** Provided data follows **
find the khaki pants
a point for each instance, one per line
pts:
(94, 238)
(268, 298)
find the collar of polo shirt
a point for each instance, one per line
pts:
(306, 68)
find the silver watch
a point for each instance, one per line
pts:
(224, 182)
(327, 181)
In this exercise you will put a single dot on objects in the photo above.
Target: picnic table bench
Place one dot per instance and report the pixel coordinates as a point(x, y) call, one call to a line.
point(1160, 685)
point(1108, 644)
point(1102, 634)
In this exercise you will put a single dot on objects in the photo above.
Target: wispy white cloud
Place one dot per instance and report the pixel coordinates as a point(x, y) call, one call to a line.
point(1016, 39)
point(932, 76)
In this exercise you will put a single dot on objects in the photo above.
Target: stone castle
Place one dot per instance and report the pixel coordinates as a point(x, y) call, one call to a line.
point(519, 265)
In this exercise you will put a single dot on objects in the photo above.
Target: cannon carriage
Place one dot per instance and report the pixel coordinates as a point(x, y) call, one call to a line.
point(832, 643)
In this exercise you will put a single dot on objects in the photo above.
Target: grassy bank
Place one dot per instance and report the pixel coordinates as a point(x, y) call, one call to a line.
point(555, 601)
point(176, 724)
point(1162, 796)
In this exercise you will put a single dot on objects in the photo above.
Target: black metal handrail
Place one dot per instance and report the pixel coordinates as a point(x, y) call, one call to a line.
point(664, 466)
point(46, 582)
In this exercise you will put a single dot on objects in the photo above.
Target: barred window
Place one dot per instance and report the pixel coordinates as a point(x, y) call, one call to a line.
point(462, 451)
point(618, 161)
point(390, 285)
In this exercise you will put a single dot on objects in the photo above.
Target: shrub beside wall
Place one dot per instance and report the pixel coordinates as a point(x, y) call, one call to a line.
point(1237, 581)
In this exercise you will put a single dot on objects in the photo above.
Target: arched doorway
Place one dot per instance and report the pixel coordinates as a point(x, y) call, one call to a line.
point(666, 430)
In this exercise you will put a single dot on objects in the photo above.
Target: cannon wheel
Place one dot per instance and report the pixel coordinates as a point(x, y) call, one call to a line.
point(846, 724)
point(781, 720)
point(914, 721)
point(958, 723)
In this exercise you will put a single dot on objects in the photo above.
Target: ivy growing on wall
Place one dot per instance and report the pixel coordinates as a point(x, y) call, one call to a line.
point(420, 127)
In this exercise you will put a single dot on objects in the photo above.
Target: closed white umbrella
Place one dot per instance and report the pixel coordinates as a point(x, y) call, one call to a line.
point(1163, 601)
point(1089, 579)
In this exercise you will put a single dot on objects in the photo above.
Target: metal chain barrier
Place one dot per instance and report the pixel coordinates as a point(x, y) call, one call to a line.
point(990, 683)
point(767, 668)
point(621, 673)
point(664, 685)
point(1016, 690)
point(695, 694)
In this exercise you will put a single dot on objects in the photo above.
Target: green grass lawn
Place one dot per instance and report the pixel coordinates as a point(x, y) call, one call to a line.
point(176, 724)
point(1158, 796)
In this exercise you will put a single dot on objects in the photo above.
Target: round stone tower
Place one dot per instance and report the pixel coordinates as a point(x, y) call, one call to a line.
** End of Provided data **
- Prompt
Copy out, from the listing above, every line that contains the word "find".

- Written response
find the khaki pants
find the collar of polo shirt
find the silver watch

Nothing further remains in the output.